Task to carry out:
Transcribe the data that follows, exactly and in full.

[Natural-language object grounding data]
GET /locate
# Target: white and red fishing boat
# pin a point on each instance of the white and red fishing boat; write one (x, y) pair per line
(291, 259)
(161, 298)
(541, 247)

The answer:
GET /locate
# Target: white and red fishing boat
# pin a point on each instance of the white and red fishing boat; write one (x, y) pair per line
(291, 259)
(161, 298)
(541, 247)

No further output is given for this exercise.